▶ [Aim of the task]:
What lines in the records below mention "mountain"? List them all.

Materials provided: Begin

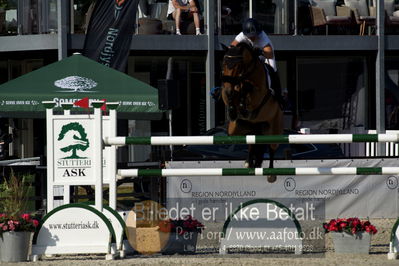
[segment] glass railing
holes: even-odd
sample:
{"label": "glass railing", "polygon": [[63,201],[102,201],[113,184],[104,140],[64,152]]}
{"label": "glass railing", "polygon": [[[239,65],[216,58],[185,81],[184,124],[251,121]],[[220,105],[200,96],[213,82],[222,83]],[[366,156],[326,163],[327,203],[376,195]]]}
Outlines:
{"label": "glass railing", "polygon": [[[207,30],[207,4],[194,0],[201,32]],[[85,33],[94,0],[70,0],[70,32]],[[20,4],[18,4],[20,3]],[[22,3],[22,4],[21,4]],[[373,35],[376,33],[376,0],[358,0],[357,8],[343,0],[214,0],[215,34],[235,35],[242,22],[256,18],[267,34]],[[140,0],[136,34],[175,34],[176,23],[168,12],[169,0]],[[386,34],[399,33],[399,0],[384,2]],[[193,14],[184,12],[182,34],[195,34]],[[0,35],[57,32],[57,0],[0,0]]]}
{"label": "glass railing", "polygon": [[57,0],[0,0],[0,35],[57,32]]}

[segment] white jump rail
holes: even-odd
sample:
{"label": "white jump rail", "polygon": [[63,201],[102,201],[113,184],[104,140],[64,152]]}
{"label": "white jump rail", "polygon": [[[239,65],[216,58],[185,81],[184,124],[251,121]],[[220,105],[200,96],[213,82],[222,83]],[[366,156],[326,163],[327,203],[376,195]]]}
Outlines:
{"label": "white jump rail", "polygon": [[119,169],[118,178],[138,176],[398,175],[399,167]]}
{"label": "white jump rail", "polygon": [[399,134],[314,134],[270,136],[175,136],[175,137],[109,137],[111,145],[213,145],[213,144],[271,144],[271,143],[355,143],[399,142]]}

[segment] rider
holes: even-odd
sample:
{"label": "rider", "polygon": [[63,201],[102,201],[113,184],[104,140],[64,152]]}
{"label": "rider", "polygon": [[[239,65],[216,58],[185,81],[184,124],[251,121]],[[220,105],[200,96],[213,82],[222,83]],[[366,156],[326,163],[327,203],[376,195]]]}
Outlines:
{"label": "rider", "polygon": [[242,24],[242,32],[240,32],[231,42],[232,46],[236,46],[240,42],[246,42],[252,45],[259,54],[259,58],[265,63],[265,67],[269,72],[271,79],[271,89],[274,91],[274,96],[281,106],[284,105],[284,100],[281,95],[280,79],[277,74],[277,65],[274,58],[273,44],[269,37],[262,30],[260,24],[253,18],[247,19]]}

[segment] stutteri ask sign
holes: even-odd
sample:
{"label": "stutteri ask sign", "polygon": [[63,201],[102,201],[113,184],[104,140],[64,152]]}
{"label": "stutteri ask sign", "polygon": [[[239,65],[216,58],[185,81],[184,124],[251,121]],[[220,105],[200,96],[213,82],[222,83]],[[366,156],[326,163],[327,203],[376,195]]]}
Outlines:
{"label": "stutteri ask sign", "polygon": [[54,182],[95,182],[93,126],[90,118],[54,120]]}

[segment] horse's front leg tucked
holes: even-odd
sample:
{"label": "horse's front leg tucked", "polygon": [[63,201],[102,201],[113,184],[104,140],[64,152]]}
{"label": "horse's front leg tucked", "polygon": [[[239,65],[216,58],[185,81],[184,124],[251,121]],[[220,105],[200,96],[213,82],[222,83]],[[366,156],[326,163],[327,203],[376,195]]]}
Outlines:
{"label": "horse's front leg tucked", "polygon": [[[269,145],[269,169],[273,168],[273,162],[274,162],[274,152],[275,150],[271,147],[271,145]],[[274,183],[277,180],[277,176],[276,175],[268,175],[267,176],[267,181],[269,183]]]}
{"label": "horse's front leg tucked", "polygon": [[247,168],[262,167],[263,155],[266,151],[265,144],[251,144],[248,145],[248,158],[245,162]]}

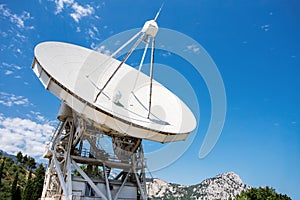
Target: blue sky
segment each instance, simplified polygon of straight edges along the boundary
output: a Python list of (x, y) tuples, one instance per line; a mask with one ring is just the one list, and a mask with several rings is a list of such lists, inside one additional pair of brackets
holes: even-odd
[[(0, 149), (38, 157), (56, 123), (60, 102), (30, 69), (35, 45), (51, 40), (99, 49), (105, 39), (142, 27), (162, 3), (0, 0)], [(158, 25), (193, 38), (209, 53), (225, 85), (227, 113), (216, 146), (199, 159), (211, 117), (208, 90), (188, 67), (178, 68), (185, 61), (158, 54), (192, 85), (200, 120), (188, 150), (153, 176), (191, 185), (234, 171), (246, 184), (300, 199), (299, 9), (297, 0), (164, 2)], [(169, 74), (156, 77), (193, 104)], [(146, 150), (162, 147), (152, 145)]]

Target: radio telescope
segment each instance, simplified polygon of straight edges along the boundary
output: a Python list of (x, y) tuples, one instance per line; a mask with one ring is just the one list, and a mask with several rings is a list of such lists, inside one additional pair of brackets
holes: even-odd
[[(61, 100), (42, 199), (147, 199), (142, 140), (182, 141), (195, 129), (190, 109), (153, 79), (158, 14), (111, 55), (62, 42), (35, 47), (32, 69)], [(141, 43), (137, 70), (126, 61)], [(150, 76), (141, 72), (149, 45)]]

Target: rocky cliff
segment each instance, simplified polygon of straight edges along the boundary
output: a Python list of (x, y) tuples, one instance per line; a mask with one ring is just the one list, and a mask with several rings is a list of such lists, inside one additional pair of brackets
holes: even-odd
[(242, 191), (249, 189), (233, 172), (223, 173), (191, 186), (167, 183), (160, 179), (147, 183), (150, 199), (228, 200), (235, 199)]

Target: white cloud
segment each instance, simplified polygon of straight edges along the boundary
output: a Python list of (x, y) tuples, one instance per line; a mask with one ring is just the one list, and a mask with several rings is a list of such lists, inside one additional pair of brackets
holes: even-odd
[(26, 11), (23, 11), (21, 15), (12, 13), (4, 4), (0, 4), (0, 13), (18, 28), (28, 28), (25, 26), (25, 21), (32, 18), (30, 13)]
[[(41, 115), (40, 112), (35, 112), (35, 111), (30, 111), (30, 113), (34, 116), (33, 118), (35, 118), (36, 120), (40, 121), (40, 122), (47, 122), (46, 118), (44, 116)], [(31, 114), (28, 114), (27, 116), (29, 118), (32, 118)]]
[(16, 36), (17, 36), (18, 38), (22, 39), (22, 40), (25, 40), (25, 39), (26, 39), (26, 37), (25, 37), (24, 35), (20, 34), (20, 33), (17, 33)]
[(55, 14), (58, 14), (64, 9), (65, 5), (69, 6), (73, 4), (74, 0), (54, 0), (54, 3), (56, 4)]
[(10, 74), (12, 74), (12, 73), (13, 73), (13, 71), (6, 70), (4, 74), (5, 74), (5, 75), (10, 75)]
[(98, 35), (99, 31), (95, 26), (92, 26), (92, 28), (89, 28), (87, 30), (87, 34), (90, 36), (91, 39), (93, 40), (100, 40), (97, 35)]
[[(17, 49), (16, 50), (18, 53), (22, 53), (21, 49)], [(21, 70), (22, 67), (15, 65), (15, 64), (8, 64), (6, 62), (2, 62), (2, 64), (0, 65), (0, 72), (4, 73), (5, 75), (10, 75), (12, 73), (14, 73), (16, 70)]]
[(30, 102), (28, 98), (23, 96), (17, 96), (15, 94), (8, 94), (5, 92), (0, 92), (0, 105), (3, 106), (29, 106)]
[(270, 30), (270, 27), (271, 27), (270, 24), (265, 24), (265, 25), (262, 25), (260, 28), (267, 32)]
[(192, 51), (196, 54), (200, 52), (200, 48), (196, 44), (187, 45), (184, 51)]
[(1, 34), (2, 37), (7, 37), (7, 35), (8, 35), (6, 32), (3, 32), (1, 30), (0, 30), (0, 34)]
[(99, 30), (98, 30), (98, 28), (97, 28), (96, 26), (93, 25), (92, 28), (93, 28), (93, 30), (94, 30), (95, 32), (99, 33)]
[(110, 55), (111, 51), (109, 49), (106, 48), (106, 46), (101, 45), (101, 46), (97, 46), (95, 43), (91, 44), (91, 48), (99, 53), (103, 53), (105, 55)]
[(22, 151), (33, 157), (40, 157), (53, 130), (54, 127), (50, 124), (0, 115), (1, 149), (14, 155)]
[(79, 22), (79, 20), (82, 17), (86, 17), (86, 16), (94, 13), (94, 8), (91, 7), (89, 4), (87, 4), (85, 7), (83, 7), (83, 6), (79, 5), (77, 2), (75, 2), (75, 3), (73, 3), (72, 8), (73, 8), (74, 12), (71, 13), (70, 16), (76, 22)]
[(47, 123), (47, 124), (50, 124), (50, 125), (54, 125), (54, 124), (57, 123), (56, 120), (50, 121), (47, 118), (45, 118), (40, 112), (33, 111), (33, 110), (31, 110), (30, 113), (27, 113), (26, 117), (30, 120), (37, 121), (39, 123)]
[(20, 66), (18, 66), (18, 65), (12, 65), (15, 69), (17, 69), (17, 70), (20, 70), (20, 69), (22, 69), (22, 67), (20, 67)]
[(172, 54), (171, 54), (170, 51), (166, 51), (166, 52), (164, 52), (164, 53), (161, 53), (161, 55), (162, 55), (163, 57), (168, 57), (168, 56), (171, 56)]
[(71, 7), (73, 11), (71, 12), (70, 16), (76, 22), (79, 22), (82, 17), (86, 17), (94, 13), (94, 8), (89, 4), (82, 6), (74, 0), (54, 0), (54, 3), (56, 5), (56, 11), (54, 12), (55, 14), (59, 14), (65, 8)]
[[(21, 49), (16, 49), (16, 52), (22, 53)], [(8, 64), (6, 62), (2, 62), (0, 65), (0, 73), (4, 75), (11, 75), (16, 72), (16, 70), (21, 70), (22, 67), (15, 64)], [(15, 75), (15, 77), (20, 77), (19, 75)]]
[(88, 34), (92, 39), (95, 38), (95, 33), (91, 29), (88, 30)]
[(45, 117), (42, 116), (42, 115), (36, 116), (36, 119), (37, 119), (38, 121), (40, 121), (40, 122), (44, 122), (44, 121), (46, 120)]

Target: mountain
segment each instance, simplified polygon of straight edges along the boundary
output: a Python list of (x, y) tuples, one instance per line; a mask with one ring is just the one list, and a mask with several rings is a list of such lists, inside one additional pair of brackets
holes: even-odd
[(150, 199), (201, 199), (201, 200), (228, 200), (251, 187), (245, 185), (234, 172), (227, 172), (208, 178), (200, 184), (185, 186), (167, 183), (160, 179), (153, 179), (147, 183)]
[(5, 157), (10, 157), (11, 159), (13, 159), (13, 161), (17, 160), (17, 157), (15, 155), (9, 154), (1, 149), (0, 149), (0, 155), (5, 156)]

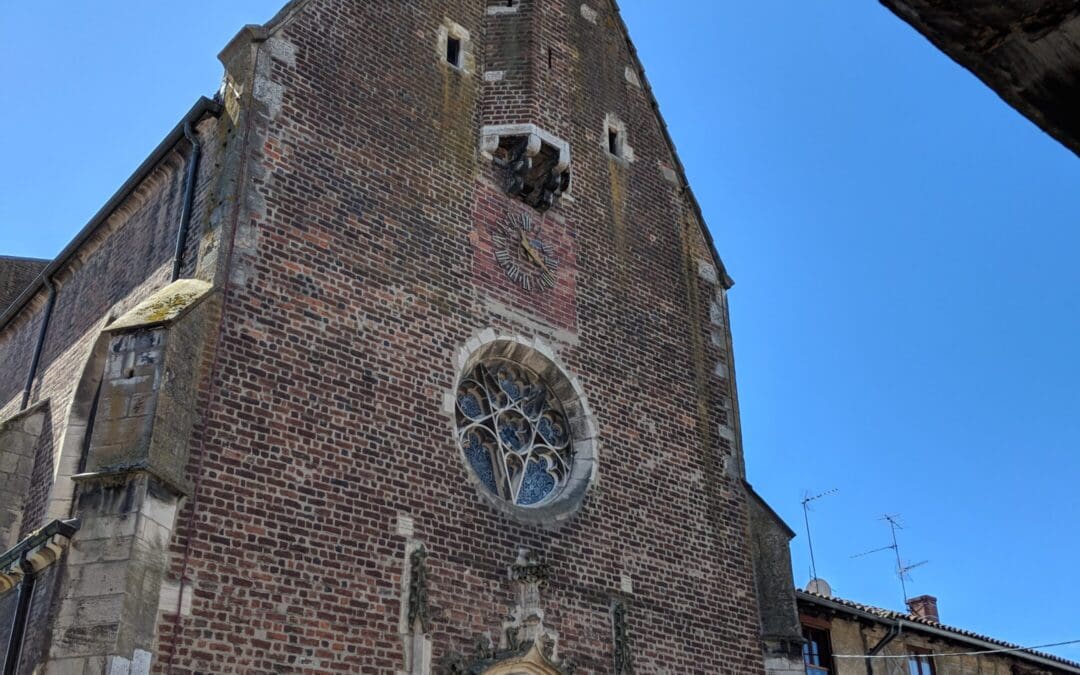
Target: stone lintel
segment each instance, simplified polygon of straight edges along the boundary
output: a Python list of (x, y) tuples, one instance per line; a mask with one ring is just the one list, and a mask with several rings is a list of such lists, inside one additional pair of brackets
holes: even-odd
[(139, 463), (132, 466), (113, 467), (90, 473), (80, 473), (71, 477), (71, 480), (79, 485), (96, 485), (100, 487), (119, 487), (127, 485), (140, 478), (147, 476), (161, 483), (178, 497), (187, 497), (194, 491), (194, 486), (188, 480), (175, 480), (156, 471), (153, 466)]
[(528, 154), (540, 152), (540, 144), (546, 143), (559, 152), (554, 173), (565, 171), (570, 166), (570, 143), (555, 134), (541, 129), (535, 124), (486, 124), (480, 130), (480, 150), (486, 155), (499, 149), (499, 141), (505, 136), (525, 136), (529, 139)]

Materials provided: End
Materials provided: Begin

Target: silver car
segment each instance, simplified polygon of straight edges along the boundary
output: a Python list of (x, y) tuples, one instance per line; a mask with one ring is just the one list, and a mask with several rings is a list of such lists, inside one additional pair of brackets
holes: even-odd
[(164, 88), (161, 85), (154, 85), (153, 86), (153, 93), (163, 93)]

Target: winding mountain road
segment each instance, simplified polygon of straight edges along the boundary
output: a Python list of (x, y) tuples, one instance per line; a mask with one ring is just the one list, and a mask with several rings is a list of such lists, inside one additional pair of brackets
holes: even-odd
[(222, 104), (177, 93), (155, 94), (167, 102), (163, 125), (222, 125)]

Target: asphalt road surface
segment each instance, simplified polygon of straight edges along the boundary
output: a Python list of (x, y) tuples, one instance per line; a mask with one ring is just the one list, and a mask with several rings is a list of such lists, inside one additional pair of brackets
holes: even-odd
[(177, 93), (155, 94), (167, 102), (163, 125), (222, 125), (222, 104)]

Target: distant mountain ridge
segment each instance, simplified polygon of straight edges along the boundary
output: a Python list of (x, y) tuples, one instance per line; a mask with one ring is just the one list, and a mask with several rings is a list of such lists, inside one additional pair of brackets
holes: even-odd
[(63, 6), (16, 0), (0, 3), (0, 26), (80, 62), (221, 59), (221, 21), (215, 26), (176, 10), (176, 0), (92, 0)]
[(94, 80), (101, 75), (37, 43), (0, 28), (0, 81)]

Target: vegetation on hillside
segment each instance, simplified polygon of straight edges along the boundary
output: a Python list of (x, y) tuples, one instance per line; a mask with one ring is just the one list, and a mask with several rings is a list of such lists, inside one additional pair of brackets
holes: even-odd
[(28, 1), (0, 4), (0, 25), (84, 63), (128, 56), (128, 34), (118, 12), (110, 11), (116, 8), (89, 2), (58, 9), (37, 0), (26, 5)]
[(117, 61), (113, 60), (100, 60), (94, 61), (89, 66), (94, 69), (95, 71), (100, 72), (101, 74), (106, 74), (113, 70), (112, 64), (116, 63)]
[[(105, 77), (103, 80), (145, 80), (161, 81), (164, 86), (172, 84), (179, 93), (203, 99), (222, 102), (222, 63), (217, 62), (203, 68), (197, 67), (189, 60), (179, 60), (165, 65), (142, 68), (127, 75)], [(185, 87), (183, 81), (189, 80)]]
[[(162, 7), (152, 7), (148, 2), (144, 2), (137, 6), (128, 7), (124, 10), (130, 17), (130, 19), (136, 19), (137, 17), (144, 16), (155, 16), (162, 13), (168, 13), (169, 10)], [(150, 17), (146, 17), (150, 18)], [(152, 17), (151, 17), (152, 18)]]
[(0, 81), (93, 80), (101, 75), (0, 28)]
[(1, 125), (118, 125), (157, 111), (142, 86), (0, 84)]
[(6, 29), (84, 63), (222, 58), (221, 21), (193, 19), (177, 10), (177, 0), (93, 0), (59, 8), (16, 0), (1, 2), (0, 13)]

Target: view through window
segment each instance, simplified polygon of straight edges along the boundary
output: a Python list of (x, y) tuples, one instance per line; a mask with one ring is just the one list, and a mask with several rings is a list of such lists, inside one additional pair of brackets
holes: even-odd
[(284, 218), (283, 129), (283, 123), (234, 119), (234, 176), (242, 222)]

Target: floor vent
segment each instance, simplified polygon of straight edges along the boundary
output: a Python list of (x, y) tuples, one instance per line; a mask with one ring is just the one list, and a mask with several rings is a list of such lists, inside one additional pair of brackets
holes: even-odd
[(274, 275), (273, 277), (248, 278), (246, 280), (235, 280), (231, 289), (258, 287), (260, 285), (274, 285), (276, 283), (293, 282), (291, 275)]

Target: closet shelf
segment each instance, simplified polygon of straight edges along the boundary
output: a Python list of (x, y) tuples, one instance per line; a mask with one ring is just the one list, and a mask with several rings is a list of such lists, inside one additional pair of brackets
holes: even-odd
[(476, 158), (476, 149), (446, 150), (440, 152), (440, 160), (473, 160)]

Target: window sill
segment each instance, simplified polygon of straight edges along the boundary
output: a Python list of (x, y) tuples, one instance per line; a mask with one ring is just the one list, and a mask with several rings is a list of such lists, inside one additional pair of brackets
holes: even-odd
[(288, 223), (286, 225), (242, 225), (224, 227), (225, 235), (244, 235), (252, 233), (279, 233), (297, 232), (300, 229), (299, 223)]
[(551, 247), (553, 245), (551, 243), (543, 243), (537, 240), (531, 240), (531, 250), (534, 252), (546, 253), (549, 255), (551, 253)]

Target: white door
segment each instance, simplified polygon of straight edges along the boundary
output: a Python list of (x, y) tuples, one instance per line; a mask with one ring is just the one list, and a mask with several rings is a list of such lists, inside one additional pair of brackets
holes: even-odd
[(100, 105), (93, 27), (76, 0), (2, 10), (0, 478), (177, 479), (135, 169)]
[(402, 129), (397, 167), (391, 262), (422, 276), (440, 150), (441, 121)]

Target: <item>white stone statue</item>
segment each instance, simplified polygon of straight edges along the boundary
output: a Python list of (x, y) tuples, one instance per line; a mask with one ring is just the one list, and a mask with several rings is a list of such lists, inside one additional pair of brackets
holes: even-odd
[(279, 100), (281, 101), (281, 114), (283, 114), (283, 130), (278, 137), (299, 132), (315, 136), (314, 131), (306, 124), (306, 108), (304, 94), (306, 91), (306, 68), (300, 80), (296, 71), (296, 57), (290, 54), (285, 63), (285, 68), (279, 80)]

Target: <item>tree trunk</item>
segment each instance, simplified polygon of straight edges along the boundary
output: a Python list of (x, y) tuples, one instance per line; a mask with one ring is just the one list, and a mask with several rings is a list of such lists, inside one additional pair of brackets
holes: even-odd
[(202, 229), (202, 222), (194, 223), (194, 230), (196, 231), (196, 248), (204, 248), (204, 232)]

Materials provided: End

▶ [Reply to the task]:
Target: mountain
Target: winding mountain road
Target: distant mountain ridge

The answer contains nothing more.